* [Directions]: Nothing should appear in the answer except the lines from the one containing "for sweater cuff." through the end of the records below, written out exactly.

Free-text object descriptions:
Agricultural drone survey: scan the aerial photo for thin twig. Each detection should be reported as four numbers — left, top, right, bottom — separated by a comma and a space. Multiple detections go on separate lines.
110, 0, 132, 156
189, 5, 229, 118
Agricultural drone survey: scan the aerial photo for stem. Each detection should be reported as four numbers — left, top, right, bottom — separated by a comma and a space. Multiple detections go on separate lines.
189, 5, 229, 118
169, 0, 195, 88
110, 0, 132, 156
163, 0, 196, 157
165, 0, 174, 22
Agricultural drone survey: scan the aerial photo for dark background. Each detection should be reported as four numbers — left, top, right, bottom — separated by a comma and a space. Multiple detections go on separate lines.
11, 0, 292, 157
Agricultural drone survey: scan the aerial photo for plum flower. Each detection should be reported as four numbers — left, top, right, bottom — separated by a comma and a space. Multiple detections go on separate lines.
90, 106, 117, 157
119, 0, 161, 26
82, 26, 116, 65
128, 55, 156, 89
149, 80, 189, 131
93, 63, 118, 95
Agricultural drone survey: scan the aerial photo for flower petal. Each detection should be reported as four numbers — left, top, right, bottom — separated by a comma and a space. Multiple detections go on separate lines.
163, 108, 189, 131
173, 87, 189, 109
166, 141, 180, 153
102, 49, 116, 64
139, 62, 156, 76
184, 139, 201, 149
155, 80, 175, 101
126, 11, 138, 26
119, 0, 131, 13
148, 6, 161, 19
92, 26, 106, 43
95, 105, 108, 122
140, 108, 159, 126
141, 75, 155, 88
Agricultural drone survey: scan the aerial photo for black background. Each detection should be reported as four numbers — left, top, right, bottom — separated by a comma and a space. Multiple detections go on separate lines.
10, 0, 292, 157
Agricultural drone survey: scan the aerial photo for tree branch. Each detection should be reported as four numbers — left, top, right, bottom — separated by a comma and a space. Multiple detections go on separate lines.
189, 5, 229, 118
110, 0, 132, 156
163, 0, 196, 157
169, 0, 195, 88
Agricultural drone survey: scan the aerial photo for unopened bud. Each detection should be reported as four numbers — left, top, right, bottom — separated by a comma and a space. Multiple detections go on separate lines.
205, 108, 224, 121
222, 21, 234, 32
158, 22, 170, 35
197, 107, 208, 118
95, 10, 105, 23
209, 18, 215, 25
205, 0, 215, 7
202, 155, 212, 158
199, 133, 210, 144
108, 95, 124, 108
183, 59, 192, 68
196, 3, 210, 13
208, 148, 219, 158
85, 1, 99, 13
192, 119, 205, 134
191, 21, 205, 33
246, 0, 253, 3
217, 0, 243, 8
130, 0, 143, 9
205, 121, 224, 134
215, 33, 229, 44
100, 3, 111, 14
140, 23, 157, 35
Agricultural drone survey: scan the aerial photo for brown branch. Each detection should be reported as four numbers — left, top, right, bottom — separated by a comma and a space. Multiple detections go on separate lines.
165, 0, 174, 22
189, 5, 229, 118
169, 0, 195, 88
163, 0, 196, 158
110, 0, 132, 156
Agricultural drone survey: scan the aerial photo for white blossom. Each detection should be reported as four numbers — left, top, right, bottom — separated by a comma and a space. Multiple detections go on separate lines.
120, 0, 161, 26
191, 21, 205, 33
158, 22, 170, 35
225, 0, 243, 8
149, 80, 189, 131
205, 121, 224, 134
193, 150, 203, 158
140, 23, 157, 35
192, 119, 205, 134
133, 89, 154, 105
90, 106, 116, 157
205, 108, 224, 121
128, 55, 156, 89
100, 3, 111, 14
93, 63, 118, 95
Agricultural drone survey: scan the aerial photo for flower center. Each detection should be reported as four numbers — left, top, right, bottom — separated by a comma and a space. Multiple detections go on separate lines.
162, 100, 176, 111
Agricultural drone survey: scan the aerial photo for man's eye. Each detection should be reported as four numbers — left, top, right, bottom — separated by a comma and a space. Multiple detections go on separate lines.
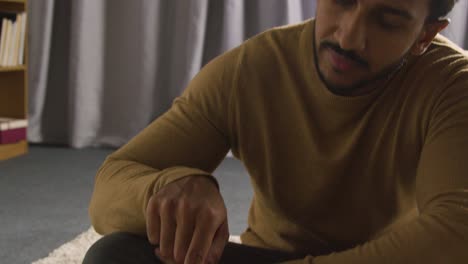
379, 22, 400, 31
377, 17, 404, 31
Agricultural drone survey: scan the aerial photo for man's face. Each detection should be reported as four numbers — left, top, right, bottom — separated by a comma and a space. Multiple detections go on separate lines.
315, 0, 431, 93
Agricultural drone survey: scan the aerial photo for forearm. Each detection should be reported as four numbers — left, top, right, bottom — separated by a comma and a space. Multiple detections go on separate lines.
282, 191, 468, 264
88, 156, 215, 236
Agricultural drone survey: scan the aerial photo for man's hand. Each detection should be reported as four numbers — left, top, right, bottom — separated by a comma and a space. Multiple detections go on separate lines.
146, 175, 229, 264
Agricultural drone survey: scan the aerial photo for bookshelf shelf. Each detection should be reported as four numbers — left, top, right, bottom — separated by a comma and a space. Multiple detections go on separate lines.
0, 0, 27, 160
0, 64, 25, 72
0, 0, 24, 12
0, 140, 27, 160
2, 0, 25, 3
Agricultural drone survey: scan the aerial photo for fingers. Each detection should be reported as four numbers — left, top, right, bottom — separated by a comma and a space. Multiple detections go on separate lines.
173, 201, 195, 263
159, 199, 177, 258
206, 220, 229, 264
146, 176, 228, 264
146, 195, 161, 245
155, 248, 177, 264
184, 210, 221, 264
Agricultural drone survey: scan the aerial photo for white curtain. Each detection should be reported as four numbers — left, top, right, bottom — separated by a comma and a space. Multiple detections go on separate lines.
28, 0, 316, 148
28, 0, 466, 148
443, 0, 468, 48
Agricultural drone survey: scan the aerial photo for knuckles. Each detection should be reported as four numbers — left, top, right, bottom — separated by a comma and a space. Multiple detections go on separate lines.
153, 193, 225, 222
198, 206, 219, 221
158, 197, 177, 211
177, 195, 195, 213
198, 206, 226, 225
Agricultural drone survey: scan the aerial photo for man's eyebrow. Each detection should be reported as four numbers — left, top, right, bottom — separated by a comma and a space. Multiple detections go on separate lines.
376, 5, 414, 20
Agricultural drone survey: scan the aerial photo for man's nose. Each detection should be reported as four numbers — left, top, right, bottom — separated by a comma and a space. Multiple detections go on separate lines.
335, 13, 367, 53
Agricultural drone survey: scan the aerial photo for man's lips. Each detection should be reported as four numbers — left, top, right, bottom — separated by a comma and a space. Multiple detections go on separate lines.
328, 48, 358, 72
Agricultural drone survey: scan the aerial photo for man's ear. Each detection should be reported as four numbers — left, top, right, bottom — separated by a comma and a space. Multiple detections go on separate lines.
411, 19, 450, 55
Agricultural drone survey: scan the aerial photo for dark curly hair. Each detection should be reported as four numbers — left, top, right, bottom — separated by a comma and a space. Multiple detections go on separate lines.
427, 0, 458, 22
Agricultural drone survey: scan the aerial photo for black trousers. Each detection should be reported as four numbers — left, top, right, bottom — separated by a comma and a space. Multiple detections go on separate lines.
83, 232, 304, 264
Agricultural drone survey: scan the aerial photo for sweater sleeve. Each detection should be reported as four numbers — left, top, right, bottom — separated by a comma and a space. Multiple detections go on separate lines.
281, 78, 468, 263
88, 46, 242, 236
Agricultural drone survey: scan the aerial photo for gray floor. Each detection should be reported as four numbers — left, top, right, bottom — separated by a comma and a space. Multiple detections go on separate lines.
0, 145, 252, 264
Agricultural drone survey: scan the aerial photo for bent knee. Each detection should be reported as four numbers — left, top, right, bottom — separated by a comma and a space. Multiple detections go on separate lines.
83, 232, 161, 264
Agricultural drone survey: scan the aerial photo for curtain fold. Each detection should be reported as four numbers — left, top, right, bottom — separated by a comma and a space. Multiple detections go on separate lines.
28, 0, 55, 143
442, 0, 468, 48
28, 0, 467, 148
69, 0, 106, 148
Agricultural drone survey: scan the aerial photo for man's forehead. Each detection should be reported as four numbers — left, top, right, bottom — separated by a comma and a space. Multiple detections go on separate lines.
357, 0, 429, 19
360, 0, 426, 7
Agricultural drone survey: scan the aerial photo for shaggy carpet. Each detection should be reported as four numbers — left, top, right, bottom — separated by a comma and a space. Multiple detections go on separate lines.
31, 227, 102, 264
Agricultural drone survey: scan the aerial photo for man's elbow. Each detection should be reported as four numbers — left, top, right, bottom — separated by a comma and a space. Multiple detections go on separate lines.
88, 197, 108, 235
87, 158, 117, 235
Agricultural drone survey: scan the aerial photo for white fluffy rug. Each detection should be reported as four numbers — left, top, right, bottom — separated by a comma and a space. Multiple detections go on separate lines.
32, 227, 103, 264
32, 227, 241, 264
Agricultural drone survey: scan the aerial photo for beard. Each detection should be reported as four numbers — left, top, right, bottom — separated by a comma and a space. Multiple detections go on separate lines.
314, 39, 410, 96
321, 57, 408, 96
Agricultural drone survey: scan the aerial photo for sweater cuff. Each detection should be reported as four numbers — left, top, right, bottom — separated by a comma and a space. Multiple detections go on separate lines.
152, 166, 219, 194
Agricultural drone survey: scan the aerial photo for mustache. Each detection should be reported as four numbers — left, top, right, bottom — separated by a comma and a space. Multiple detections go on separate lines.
320, 41, 369, 68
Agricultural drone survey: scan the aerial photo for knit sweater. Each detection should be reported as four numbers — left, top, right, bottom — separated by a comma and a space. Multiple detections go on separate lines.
89, 19, 468, 263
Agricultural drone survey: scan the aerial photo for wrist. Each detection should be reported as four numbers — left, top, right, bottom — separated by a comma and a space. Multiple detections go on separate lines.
184, 174, 220, 191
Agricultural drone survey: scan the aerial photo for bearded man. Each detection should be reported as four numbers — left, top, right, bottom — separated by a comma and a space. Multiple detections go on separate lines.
85, 1, 468, 263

* [Exercise output]:
Agricultural drone survey: scan the aerial photo for sweater cuff. Each detection should be reported as four numbers — left, top, right, bottom — separated by a comma and a space. Multiple detections go on separate lines.
152, 166, 219, 194
Agricultural drone survey: scan the aerial photo for mustache. Each detection should be reported as four numbers — left, top, right, bottom — separated by a comma and a space. Multiple detections go on separate lines.
320, 41, 369, 68
Agricultural drone survey: scan the aerial photo for knit sweater. Each detection should be reported as four numbers — left, top, right, bottom — separated by a comma and a space. Multiple detections go on separate lines.
89, 19, 468, 263
Agricultural drone survey: scan the aerial photo for wrist. Each detection should be reported as four numbers — left, top, right, bottom — separated by a comma and a space. Multiple detections go on separate lines.
184, 174, 220, 191
Agricultural drone survey: scan the aerial photo for bearded man. Each detection should be reported as four numbers — left, top, right, bottom — separated by a comma and a space. Multiple detections go on separate lines.
85, 1, 468, 263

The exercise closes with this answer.